**Short problem:**
Arrange the lines from the one containing "Pick out the window with" through the end of the records, inclusive, as a numbered list, omitting any blank lines.

**Source material:**
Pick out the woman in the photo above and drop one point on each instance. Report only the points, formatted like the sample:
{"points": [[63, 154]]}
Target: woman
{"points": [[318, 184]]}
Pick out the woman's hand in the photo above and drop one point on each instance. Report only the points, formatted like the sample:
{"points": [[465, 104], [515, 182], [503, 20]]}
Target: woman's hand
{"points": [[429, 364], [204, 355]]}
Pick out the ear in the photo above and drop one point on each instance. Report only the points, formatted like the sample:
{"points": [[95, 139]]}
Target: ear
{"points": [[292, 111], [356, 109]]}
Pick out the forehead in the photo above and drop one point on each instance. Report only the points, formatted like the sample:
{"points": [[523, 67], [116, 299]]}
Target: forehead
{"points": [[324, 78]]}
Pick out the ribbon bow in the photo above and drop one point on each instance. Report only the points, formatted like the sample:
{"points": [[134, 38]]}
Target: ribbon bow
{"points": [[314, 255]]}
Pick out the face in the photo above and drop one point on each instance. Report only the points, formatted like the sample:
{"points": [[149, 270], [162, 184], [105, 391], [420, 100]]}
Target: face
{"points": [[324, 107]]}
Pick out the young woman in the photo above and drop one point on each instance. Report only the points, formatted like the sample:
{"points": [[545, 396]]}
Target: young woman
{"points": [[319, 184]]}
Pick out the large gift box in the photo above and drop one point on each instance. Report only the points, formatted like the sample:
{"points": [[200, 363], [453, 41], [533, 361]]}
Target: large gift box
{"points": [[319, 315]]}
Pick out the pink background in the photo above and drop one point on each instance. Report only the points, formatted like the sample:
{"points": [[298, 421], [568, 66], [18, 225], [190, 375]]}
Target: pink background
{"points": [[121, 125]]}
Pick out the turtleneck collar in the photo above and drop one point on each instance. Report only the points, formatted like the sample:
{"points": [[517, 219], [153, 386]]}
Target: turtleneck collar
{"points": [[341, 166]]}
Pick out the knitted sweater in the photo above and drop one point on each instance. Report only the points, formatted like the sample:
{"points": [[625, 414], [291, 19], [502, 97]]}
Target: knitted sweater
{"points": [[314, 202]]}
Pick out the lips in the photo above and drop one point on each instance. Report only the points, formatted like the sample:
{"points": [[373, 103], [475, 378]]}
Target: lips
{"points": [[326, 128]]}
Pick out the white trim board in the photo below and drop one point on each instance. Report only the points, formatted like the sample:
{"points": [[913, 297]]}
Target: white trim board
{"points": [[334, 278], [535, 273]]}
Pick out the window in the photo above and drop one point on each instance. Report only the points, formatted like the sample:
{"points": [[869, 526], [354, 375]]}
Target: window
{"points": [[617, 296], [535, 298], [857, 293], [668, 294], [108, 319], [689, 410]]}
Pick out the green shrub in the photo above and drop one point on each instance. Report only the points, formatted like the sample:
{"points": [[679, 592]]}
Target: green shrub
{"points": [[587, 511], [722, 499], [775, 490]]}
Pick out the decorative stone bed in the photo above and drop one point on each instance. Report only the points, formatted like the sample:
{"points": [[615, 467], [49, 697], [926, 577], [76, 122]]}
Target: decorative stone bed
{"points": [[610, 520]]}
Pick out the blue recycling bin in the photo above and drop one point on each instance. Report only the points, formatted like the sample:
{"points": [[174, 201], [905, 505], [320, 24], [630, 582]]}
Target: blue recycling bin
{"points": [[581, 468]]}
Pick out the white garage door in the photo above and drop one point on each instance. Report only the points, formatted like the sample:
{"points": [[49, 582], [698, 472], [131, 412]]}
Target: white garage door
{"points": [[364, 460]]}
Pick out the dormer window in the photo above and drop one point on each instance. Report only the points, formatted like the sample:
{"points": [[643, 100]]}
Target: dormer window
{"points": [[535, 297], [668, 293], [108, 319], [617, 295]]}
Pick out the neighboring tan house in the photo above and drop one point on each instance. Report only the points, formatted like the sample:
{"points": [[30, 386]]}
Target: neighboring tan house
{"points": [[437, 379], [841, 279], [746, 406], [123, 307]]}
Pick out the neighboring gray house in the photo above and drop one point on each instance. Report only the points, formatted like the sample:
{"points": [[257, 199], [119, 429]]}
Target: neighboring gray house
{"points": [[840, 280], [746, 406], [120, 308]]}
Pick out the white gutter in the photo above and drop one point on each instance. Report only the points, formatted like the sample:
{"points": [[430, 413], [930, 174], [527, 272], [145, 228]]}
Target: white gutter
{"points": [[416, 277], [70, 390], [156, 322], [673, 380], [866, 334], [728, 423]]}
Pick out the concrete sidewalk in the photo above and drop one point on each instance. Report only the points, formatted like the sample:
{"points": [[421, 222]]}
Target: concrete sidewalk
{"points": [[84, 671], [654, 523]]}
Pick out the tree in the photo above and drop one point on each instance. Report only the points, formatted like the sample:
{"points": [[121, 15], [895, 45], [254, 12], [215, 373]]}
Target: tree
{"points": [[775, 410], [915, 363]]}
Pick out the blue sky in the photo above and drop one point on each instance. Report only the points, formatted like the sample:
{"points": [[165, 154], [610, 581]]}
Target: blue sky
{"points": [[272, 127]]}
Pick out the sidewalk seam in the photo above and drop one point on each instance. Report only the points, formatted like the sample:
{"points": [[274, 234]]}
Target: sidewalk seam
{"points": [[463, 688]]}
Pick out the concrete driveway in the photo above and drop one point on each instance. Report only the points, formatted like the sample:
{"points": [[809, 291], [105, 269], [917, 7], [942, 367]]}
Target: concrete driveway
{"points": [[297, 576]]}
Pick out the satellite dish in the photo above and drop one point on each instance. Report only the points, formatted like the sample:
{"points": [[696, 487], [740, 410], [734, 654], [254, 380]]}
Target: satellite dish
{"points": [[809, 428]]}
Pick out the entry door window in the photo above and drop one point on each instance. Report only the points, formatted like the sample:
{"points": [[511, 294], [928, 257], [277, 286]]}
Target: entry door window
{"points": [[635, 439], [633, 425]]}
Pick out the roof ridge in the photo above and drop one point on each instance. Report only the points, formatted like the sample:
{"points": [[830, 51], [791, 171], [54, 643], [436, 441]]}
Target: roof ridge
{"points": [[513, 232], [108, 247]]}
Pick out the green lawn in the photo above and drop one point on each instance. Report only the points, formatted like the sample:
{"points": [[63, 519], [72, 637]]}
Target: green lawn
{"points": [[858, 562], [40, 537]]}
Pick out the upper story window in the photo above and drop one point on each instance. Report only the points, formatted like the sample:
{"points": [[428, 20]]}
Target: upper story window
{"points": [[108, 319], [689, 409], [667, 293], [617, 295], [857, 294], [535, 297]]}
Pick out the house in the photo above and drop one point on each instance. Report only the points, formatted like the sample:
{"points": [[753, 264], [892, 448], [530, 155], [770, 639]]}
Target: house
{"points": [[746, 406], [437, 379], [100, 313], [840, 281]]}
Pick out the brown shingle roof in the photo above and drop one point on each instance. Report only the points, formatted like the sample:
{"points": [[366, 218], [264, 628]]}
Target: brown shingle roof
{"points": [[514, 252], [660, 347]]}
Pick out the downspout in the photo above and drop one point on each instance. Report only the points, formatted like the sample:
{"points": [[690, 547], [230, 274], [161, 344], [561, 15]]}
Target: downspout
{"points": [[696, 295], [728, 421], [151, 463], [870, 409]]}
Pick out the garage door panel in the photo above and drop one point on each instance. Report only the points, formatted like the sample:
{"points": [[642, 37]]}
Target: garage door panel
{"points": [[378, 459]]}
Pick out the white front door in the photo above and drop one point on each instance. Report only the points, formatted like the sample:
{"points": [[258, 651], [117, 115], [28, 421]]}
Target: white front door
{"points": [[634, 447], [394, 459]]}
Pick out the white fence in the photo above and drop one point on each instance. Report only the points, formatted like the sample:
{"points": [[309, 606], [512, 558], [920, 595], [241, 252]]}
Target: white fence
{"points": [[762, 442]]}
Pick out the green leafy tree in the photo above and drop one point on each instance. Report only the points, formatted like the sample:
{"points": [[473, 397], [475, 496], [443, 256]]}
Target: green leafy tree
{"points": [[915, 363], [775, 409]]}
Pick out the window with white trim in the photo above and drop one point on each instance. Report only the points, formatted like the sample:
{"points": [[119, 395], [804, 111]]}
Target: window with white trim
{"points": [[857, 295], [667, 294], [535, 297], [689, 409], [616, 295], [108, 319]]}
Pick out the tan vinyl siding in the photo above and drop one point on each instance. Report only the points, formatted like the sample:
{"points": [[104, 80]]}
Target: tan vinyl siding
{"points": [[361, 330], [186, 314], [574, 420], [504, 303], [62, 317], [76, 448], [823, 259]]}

**Finished task:**
1. Pick out the window with white trim in the photo above and drop one point on each instance. Report only the points, formatted like the sample:
2. {"points": [[119, 395], [804, 111]]}
3. Target: window with white trim
4. {"points": [[857, 295], [667, 294], [535, 297], [689, 409], [616, 295], [108, 319]]}
5. Pick out the tan vinyl siding in the photo above and drop one point on each instance. Report only the points, formatted like the sample:
6. {"points": [[104, 80]]}
7. Target: tan vinyl siding
8. {"points": [[361, 330], [186, 314], [574, 420], [504, 303], [62, 317], [76, 448], [823, 259]]}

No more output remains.